3. Prediction with UNION

Execute the following command:

python3 ./run_union.py --data_dir your_data_dir \
    --output_dir ./model/output \
    --task_name pred \
    --init_checkpoint your_model_name

your_data_dir is ./Data/ROCStories or ./Data/WritingPrompts. If you want to evaluate your custom texts, you only need tp change your file format into ours.
your_model_name is ./model/union_roc/union_roc or ./model/union_wp/union_wp. The fine-tuned checkpoint can be downloaded from the following link:

Dataset	Fine-tuned Model
ROCStories	THUcloud; GoogleDrive
WritingPrompts	THUcloud; GoogleDrive

The union score of the stories under your_data_dir/ant_data can be found under the output_dir ./model/output.

4. Correlation Calculation

Execute the following command:

python3 ./correlation.py your_mode

Then the correlation between the human judgements under your_data_dir/ant_data and the scores of metrics under your_data_dir/metric_output will be output. The figures under "./figure" show the score graph between metric scores and human judgments for ROCStories corpus.

Data Instruction for files under `./Data`

├── Data
   └── `negation.txt`             # manually constructed negation word vocabulary.
   └── `conceptnet_antonym.txt`   # triples with antonym relations extracted from ConceptNet.
   └── `conceptnet_entity.csv`    # entities acquired from ConceptNet.
   └── `ROCStories`
       ├── `ant_data`        # sampled stories and corresponding human annotation.
              └── `ant_data.txt`        # include only binary annotation for reasonable(1) or unreasonable(0)
              └── `ant_data_all.txt`    # include the annotation for specific error types: reasonable(0), repeated plots(1), bad coherence(2), conflicting logic(3), chaotic scenes(4), and others(5). 
              └── `reference.txt`       # human-written stories with the same leading context with annotated stories.

Record set -
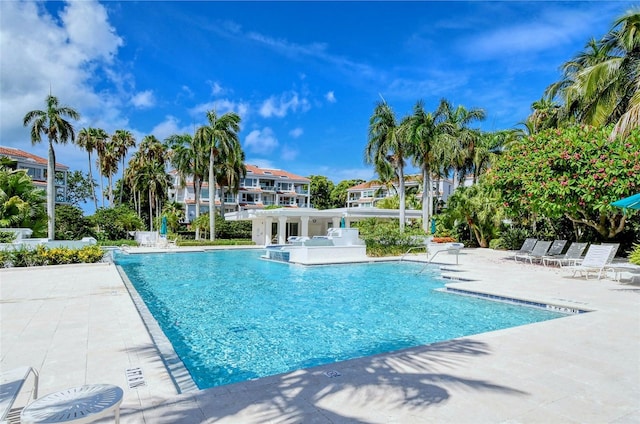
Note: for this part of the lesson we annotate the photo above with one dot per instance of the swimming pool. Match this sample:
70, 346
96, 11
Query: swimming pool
232, 317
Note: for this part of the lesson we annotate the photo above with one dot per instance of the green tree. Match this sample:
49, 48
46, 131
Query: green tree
339, 193
601, 85
88, 140
51, 123
71, 224
427, 133
387, 147
21, 203
115, 223
573, 172
480, 207
122, 140
79, 188
321, 188
189, 156
221, 137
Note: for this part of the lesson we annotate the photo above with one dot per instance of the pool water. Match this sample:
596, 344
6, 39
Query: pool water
233, 317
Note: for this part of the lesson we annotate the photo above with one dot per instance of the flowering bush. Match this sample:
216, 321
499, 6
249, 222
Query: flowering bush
573, 172
443, 240
42, 255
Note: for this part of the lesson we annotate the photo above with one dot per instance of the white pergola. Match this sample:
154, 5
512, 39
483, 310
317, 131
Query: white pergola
306, 222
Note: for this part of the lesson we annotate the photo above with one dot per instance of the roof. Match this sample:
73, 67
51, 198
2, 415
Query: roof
255, 170
26, 157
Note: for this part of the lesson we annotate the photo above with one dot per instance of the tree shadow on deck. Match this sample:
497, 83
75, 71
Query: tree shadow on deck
364, 390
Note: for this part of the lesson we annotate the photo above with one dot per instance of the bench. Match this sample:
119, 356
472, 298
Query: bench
11, 383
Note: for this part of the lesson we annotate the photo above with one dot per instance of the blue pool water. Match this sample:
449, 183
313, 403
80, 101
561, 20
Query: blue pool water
232, 317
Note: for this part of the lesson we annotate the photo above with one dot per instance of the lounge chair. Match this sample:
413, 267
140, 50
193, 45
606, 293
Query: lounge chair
540, 249
11, 382
527, 247
594, 261
572, 256
554, 251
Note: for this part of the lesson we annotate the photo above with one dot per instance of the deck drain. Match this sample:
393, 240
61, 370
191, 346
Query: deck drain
135, 378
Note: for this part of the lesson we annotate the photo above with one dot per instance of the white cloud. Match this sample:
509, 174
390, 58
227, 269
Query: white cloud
62, 54
331, 97
296, 132
170, 126
216, 88
261, 141
221, 107
279, 107
289, 153
143, 99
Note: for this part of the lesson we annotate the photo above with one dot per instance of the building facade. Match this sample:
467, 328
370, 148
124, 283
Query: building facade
259, 189
36, 168
367, 194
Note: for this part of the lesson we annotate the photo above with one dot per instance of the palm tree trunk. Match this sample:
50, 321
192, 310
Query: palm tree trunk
212, 198
51, 193
150, 211
425, 199
402, 197
93, 188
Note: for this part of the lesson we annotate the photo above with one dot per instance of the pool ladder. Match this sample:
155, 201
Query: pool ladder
454, 249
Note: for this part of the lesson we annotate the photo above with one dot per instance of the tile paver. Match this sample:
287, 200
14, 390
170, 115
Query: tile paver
78, 325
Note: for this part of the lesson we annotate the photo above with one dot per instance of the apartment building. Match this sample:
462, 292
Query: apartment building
367, 194
260, 188
36, 167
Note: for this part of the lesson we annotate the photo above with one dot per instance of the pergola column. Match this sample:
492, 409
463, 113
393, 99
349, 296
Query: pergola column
282, 230
305, 226
267, 231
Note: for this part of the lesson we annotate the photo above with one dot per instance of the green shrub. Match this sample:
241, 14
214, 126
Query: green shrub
42, 255
513, 237
497, 244
217, 242
7, 236
634, 256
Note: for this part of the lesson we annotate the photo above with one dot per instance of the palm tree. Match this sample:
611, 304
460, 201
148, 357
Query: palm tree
51, 122
463, 139
387, 145
189, 157
231, 171
221, 136
21, 203
426, 132
122, 140
601, 85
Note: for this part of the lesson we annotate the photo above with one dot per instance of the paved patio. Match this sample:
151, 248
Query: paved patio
78, 325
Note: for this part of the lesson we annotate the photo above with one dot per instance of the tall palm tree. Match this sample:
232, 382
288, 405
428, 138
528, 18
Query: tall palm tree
51, 122
189, 156
386, 145
220, 135
122, 141
231, 171
426, 132
601, 85
464, 138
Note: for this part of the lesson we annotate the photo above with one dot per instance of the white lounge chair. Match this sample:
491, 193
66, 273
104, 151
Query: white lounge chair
594, 261
11, 382
527, 247
572, 256
539, 250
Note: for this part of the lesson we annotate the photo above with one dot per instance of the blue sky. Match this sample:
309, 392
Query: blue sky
304, 76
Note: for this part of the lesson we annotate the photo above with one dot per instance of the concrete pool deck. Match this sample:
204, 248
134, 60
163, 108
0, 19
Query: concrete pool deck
78, 325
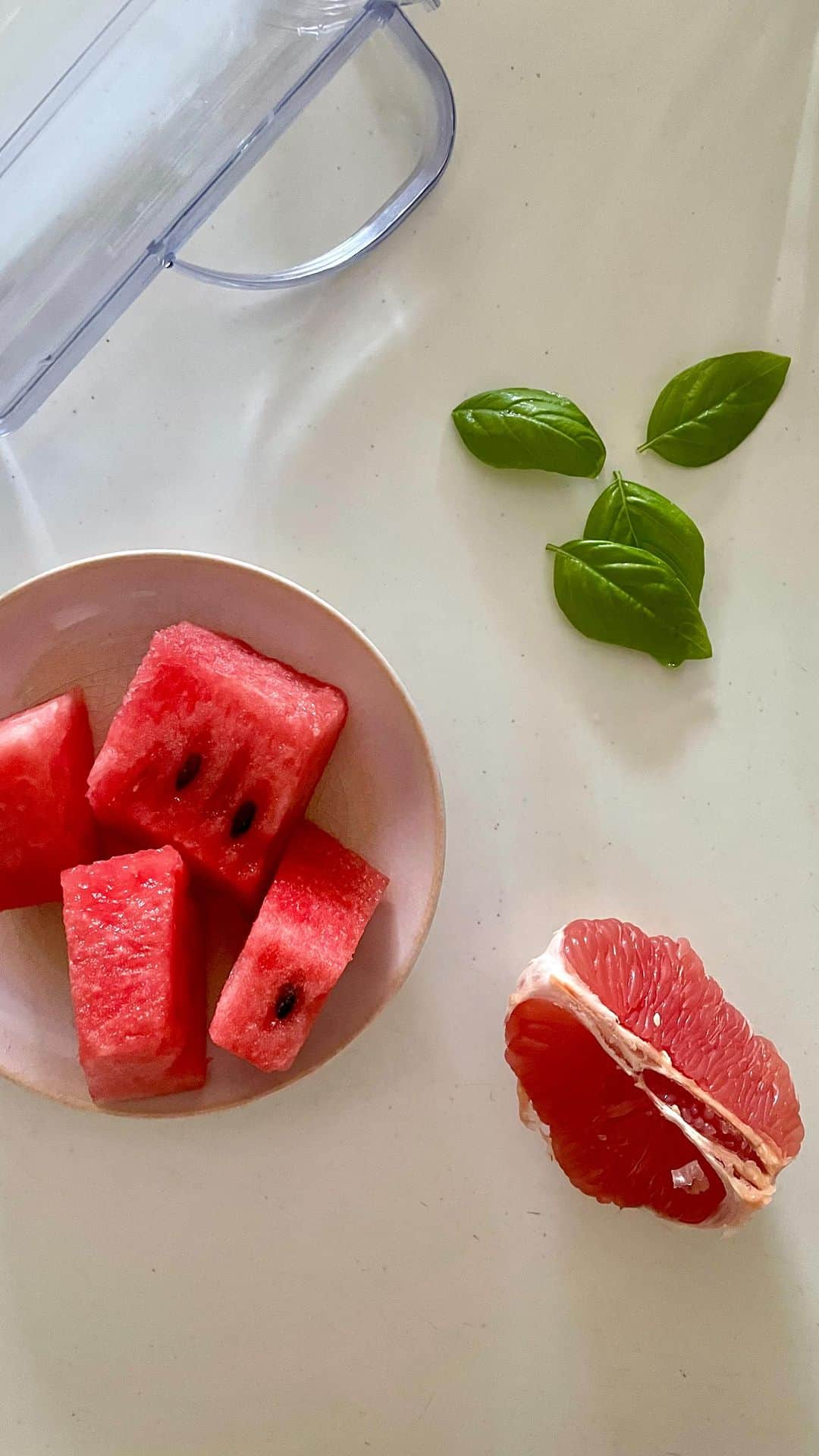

Goal A -
Condense the paragraph of the UNION instructions beginning "Then the correlation between" into a short bulleted list that keeps its main facts.
Goal B -
Reproduce word for word the part of the UNION instructions between "4. Correlation Calculation" and "for ROCStories corpus.", inclusive.
The lines above are separate material and are not part of the UNION instructions.

Full response A -
- Outputs the correlation between the human judgements in your_data_dir/ant_data and the metric scores in your_data_dir/metric_output.
- The figures in "./figure" graph metric scores against human judgments for the ROCStories corpus.

Full response B -
4. Correlation Calculation

Execute the following command:

python3 ./correlation.py your_mode

Then the correlation between the human judgements under your_data_dir/ant_data and the scores of metrics under your_data_dir/metric_output will be output. The figures under "./figure" show the score graph between metric scores and human judgments for ROCStories corpus.